**Task inputs:**
......
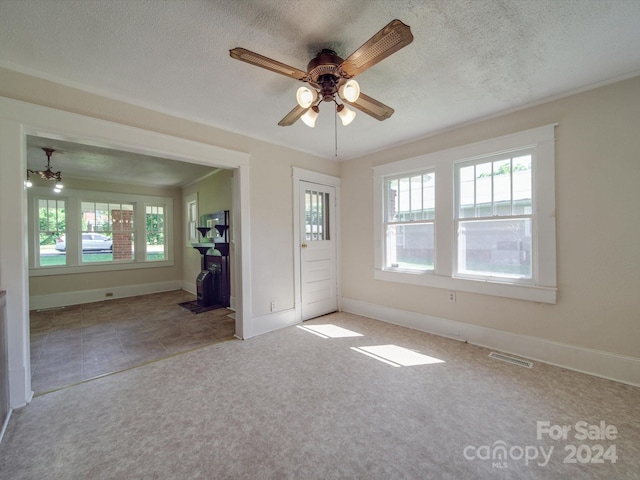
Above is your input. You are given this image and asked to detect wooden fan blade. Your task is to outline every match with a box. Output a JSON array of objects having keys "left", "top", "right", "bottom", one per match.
[
  {"left": 345, "top": 92, "right": 395, "bottom": 121},
  {"left": 278, "top": 105, "right": 309, "bottom": 127},
  {"left": 229, "top": 48, "right": 307, "bottom": 80},
  {"left": 340, "top": 20, "right": 413, "bottom": 77}
]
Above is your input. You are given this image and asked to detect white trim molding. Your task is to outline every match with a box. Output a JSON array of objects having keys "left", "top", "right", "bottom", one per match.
[
  {"left": 342, "top": 298, "right": 640, "bottom": 387},
  {"left": 244, "top": 308, "right": 300, "bottom": 340},
  {"left": 292, "top": 167, "right": 342, "bottom": 322},
  {"left": 373, "top": 124, "right": 557, "bottom": 304},
  {"left": 29, "top": 280, "right": 182, "bottom": 310}
]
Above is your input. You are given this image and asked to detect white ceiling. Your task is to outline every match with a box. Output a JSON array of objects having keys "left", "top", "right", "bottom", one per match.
[{"left": 0, "top": 0, "right": 640, "bottom": 183}]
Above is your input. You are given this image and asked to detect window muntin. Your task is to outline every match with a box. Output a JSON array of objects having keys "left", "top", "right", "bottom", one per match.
[
  {"left": 384, "top": 171, "right": 435, "bottom": 272},
  {"left": 80, "top": 201, "right": 135, "bottom": 263},
  {"left": 28, "top": 187, "right": 173, "bottom": 276},
  {"left": 373, "top": 124, "right": 557, "bottom": 304},
  {"left": 455, "top": 150, "right": 534, "bottom": 281},
  {"left": 304, "top": 190, "right": 331, "bottom": 241},
  {"left": 37, "top": 198, "right": 67, "bottom": 267}
]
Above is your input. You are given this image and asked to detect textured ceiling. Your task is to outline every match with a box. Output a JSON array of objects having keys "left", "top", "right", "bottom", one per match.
[{"left": 0, "top": 0, "right": 640, "bottom": 181}]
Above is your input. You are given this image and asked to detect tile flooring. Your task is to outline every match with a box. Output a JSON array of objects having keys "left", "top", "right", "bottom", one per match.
[{"left": 30, "top": 290, "right": 235, "bottom": 394}]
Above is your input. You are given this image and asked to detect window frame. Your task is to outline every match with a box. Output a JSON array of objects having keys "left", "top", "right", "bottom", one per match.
[
  {"left": 453, "top": 147, "right": 537, "bottom": 284},
  {"left": 28, "top": 187, "right": 174, "bottom": 277},
  {"left": 373, "top": 124, "right": 557, "bottom": 304},
  {"left": 382, "top": 168, "right": 436, "bottom": 273}
]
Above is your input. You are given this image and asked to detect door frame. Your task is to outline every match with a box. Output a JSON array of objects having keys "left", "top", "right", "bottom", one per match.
[{"left": 292, "top": 167, "right": 342, "bottom": 323}]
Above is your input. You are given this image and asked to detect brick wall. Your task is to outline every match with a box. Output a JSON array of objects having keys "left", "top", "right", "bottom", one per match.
[{"left": 111, "top": 210, "right": 133, "bottom": 260}]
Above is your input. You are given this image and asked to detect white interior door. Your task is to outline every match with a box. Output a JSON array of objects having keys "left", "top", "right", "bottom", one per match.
[{"left": 299, "top": 181, "right": 338, "bottom": 320}]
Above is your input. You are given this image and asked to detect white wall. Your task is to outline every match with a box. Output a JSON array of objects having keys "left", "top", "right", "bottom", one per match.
[
  {"left": 341, "top": 77, "right": 640, "bottom": 383},
  {"left": 0, "top": 68, "right": 339, "bottom": 407}
]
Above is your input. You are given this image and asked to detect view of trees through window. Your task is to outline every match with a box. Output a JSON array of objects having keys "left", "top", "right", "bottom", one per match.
[
  {"left": 385, "top": 172, "right": 435, "bottom": 270},
  {"left": 37, "top": 198, "right": 167, "bottom": 267},
  {"left": 457, "top": 153, "right": 533, "bottom": 278}
]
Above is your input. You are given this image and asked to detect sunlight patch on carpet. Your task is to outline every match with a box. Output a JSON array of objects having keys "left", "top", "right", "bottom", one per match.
[
  {"left": 298, "top": 323, "right": 362, "bottom": 338},
  {"left": 351, "top": 345, "right": 444, "bottom": 367}
]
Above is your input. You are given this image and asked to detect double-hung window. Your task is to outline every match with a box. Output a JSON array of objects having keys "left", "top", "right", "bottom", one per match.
[
  {"left": 455, "top": 149, "right": 535, "bottom": 282},
  {"left": 28, "top": 187, "right": 173, "bottom": 276},
  {"left": 373, "top": 125, "right": 556, "bottom": 303},
  {"left": 384, "top": 170, "right": 435, "bottom": 272}
]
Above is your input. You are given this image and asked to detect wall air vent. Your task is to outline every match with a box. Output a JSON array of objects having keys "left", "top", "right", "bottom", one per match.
[{"left": 489, "top": 352, "right": 533, "bottom": 368}]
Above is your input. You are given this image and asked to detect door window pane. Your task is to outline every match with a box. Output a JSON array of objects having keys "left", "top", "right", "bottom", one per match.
[{"left": 304, "top": 190, "right": 331, "bottom": 241}]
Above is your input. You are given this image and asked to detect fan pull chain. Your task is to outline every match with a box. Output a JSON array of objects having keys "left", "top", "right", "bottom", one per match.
[{"left": 333, "top": 105, "right": 338, "bottom": 158}]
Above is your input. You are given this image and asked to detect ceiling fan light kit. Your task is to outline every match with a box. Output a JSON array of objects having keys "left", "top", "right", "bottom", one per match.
[
  {"left": 338, "top": 79, "right": 360, "bottom": 103},
  {"left": 300, "top": 105, "right": 320, "bottom": 128},
  {"left": 229, "top": 20, "right": 413, "bottom": 127},
  {"left": 24, "top": 148, "right": 64, "bottom": 193},
  {"left": 336, "top": 103, "right": 356, "bottom": 127},
  {"left": 296, "top": 87, "right": 318, "bottom": 108}
]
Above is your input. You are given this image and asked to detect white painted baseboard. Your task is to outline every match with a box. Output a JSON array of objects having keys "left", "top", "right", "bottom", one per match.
[
  {"left": 0, "top": 408, "right": 13, "bottom": 443},
  {"left": 342, "top": 298, "right": 640, "bottom": 386},
  {"left": 243, "top": 308, "right": 300, "bottom": 340},
  {"left": 29, "top": 280, "right": 182, "bottom": 310}
]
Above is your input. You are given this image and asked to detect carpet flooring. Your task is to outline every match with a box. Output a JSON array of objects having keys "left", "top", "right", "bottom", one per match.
[
  {"left": 29, "top": 290, "right": 235, "bottom": 394},
  {"left": 0, "top": 313, "right": 640, "bottom": 480}
]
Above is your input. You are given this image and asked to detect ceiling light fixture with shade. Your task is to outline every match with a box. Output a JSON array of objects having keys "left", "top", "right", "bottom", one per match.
[
  {"left": 24, "top": 148, "right": 64, "bottom": 193},
  {"left": 229, "top": 20, "right": 413, "bottom": 127}
]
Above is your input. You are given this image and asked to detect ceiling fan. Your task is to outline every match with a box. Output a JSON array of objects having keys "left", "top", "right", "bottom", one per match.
[{"left": 229, "top": 20, "right": 413, "bottom": 127}]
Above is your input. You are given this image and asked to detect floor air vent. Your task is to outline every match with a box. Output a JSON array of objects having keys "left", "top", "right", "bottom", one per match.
[{"left": 489, "top": 352, "right": 533, "bottom": 368}]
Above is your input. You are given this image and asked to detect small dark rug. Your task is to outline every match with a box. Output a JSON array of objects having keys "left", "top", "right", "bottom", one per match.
[{"left": 178, "top": 301, "right": 225, "bottom": 314}]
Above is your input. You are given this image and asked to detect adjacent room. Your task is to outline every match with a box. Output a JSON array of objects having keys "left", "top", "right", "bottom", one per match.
[
  {"left": 0, "top": 0, "right": 640, "bottom": 479},
  {"left": 27, "top": 136, "right": 235, "bottom": 395}
]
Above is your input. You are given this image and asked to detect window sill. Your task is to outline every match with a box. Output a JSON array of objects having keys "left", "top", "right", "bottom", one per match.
[
  {"left": 29, "top": 260, "right": 174, "bottom": 277},
  {"left": 373, "top": 269, "right": 557, "bottom": 304}
]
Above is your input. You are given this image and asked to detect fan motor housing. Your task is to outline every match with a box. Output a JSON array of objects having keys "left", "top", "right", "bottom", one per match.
[
  {"left": 307, "top": 48, "right": 344, "bottom": 82},
  {"left": 307, "top": 48, "right": 344, "bottom": 102}
]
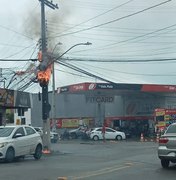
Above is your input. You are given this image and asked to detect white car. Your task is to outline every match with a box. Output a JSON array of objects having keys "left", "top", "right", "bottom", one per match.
[
  {"left": 34, "top": 127, "right": 60, "bottom": 143},
  {"left": 90, "top": 127, "right": 126, "bottom": 141},
  {"left": 0, "top": 125, "right": 42, "bottom": 162}
]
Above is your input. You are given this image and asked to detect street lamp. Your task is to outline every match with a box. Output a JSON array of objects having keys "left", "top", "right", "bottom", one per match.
[{"left": 52, "top": 42, "right": 92, "bottom": 131}]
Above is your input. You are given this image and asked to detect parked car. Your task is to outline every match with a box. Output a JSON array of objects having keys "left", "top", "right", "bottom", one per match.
[
  {"left": 0, "top": 125, "right": 42, "bottom": 162},
  {"left": 34, "top": 127, "right": 59, "bottom": 143},
  {"left": 50, "top": 131, "right": 59, "bottom": 143},
  {"left": 158, "top": 123, "right": 176, "bottom": 168},
  {"left": 90, "top": 127, "right": 126, "bottom": 141}
]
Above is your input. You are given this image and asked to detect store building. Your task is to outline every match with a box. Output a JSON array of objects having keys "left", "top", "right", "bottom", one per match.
[
  {"left": 0, "top": 88, "right": 32, "bottom": 125},
  {"left": 32, "top": 83, "right": 176, "bottom": 135}
]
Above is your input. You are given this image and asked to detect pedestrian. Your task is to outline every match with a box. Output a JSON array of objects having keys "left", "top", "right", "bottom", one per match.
[{"left": 102, "top": 123, "right": 106, "bottom": 142}]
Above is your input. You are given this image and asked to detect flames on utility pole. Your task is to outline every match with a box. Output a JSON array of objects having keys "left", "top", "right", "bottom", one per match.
[{"left": 37, "top": 0, "right": 58, "bottom": 153}]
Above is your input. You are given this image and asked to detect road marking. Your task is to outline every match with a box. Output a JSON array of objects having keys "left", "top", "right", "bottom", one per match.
[{"left": 72, "top": 163, "right": 133, "bottom": 180}]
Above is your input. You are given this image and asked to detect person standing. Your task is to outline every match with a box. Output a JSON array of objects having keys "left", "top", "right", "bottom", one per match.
[{"left": 102, "top": 123, "right": 106, "bottom": 142}]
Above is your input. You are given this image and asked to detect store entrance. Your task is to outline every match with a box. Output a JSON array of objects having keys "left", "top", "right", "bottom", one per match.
[{"left": 113, "top": 120, "right": 150, "bottom": 138}]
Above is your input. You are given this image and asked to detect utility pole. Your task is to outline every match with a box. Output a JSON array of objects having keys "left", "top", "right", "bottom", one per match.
[{"left": 38, "top": 0, "right": 58, "bottom": 153}]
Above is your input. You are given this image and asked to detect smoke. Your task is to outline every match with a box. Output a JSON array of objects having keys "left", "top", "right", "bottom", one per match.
[{"left": 23, "top": 1, "right": 70, "bottom": 52}]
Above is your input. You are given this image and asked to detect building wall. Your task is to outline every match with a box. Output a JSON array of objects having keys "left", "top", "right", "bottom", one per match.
[{"left": 31, "top": 90, "right": 176, "bottom": 126}]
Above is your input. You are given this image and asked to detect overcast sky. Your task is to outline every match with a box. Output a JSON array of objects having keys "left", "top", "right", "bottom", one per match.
[{"left": 0, "top": 0, "right": 176, "bottom": 91}]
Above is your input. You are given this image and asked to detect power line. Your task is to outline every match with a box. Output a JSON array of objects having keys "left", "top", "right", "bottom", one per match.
[
  {"left": 48, "top": 0, "right": 172, "bottom": 38},
  {"left": 61, "top": 58, "right": 176, "bottom": 63},
  {"left": 57, "top": 0, "right": 134, "bottom": 33}
]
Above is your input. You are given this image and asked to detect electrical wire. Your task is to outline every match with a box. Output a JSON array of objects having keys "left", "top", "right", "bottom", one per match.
[{"left": 48, "top": 0, "right": 172, "bottom": 38}]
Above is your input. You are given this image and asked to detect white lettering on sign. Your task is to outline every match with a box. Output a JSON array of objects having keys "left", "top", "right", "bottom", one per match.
[{"left": 86, "top": 96, "right": 114, "bottom": 103}]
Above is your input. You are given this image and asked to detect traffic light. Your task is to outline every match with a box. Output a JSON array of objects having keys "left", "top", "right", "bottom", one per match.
[{"left": 37, "top": 65, "right": 52, "bottom": 86}]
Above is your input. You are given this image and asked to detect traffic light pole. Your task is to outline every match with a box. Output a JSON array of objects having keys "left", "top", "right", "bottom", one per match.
[{"left": 39, "top": 0, "right": 58, "bottom": 153}]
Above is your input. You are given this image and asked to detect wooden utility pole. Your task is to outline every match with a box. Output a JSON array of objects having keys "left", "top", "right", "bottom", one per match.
[{"left": 39, "top": 0, "right": 58, "bottom": 153}]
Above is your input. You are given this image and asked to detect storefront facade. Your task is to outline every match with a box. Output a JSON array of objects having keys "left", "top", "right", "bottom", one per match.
[{"left": 32, "top": 83, "right": 176, "bottom": 137}]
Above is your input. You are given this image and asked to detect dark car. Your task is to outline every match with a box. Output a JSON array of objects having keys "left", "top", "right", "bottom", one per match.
[
  {"left": 158, "top": 123, "right": 176, "bottom": 168},
  {"left": 69, "top": 126, "right": 87, "bottom": 139}
]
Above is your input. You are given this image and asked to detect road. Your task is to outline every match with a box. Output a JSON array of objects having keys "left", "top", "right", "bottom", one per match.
[{"left": 0, "top": 140, "right": 176, "bottom": 180}]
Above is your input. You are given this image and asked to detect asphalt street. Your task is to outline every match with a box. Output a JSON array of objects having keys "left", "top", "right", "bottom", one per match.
[{"left": 0, "top": 140, "right": 176, "bottom": 180}]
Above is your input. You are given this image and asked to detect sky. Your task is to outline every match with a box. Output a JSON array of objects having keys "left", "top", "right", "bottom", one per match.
[{"left": 0, "top": 0, "right": 176, "bottom": 92}]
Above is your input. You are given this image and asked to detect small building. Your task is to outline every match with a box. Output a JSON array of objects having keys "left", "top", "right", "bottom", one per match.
[{"left": 0, "top": 88, "right": 32, "bottom": 125}]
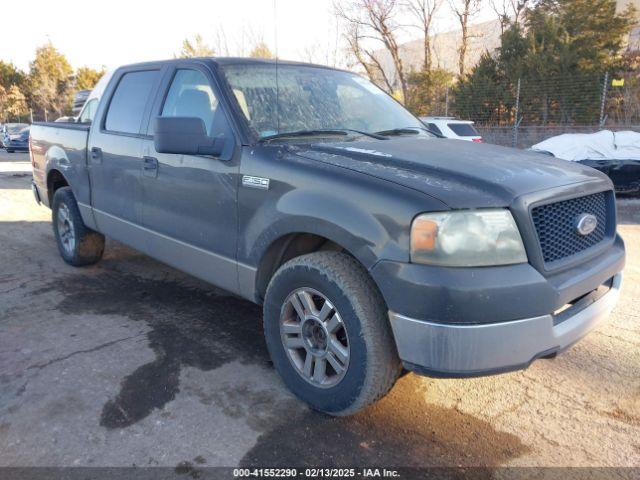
......
**Given exercise:**
Rewrite the lines from the one containing "to detect sky." through the end of the lines, replacing "small building" with "low building" and leaving everything else unchanged. Do not include the pictures in your answer.

**In response:**
Above is your input. You are given this image and asked to detect sky. Your task is to outline every match with a box. Output a JSON array of objects having keys "left", "top", "right", "bottom", one per match.
[{"left": 0, "top": 0, "right": 176, "bottom": 92}]
Above is your input. You are given this image and asked to detect low building. Your task is to outline every match with a box. Output a JSON array of objects having keys "left", "top", "right", "bottom", one per match.
[{"left": 0, "top": 88, "right": 32, "bottom": 125}]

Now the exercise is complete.